> _Aufgabe A_
Schreib aus dem Text über Airmanship die Passage wortgetreu ab. Beginne bei den Worten „Zeige es mir, und“ und hör nach „safety and efficiency.“ auf.
> _Aufgabe B_
Welche Dinge kommen laut dem Text über Airmanship im Laufe der Zeit? Nenne sie alle.
> _Aufgabe C_
Was beurteilt laut dem Text über Airmanship jeder Fluglehrer bei jedem Flug?

„Sage es mir, und ich werde es vergessen.
Zeige es mir, und ich werde es vielleicht behalten.
Lass es mich tun, und ich werde es können.“
Konfuzius (551 v. Chr.)
„Airmanship can be defined as:
A sound acquaintance with the principles of flight, the ability to operate an airplane with competence and precision both on the ground and in the air, and The exercise of sound judgment that results in optimal operational safety and efficiency.
It is not simply a measure of skill or technique, but also a measure of a pilot’s awareness of the aircraft, the environment in which it operates, and of his own capabilities. The three fundamental principles of expert airmanship are skill, proficiency, and the discipline to apply them in a safe and efficient manner. Discipline is the foundation of airmanship. The complexity of the aviation environment demands a foundation of solid airmanship, and a healthy, positive approach to combating pilot error.“
Quelle: www.wikipedia.org
Airmanship ist Grundvoraussetzung für jeden Piloten. Erfahrung, Können, Reife, Übersicht, Wissen. Das alles kommt im Laufe der Zeit. Die Einstellung zu gutem Airmanship jedoch wird man vom ersten Flug an beobachten können. Mangelt es einem Flugschüler daran, wird er an irgendeinem Punkt die (militärische) Pilotenausbildung verlassen müssen. Jeder Fluglehrer beurteilt das Airmanship bei jedem Flug. Selbst wenn es mal mit einer Landung nicht so gut klappt, so kann der Flug dennoch bestanden werden, wenn der Schüler ausreichend Airmanship vorweist. Er bekommt dann vielleicht einfach nur noch etwas zusätzliches Training. Aber keine Strafen.

> _Datenauszug_

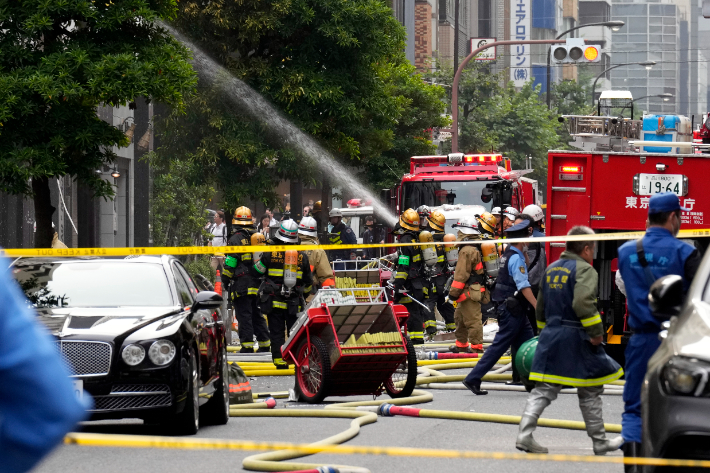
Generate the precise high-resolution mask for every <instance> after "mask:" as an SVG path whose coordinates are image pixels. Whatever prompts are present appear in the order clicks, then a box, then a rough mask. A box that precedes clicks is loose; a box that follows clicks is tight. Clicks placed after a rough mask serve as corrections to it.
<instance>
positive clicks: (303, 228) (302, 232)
mask: <svg viewBox="0 0 710 473" xmlns="http://www.w3.org/2000/svg"><path fill="white" fill-rule="evenodd" d="M298 233H300V234H301V235H307V236H318V224H317V223H316V219H314V218H313V217H303V218H302V219H301V222H300V223H299V224H298Z"/></svg>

> _Musterlösung A_
Zeige es mir, und ich werde es vielleicht behalten.
Lass es mich tun, und ich werde es können.“
Konfuzius (551 v. Chr.)
„Airmanship can be defined as:
A sound acquaintance with the principles of flight, the ability to operate an airplane with competence and precision both on the ground and in the air, and The exercise of sound judgment that results in optimal operational safety and efficiency.

> _Musterlösung B_
Erfahrung, Können, Reife, Übersicht, Wissen

> _Musterlösung C_
Das Airmanship.